→ BRIEF
Say how many lines in the records contain the string "woman". Nothing but the number should be given.

→ RECORDS FOR PROCESSING
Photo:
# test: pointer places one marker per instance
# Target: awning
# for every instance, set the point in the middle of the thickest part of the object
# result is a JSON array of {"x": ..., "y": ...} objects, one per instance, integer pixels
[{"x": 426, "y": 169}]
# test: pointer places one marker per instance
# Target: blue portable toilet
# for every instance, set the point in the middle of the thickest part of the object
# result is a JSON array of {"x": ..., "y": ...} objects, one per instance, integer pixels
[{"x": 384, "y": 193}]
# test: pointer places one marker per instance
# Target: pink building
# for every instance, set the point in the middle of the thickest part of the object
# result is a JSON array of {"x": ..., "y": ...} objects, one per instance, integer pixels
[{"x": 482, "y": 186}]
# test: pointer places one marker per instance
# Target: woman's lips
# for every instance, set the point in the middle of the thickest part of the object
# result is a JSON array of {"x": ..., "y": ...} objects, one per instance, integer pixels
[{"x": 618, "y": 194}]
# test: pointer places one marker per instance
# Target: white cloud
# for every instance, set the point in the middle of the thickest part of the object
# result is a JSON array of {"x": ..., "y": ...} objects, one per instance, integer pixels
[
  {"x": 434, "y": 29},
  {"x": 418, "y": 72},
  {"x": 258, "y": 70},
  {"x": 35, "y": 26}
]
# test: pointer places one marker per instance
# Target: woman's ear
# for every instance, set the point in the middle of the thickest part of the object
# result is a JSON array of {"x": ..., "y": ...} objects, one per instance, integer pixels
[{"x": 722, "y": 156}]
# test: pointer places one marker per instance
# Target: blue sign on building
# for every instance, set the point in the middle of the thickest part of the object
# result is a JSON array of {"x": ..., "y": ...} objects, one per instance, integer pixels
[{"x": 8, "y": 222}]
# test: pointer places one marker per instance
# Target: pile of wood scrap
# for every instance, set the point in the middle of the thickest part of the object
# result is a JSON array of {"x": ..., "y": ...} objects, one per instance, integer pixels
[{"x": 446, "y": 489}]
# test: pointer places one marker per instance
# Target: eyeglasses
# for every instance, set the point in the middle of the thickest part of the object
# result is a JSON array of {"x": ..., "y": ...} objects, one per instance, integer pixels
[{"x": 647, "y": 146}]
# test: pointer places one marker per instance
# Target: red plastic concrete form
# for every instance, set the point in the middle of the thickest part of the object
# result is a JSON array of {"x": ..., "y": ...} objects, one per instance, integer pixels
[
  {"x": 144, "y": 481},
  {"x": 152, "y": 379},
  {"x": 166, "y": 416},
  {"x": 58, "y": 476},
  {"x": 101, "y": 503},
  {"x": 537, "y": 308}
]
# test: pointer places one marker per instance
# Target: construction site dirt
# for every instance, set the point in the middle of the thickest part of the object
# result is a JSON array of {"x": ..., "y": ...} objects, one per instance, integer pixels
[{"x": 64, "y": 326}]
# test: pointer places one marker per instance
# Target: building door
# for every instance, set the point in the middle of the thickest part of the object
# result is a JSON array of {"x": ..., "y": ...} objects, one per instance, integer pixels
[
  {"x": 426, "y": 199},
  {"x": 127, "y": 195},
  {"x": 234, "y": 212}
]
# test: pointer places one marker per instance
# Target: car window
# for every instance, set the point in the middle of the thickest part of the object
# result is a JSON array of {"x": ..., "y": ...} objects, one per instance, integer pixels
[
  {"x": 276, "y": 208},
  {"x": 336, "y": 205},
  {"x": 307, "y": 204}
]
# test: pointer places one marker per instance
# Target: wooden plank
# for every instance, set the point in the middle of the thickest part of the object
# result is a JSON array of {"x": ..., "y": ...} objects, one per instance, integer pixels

→ RESPONSE TO THIS EXERCISE
2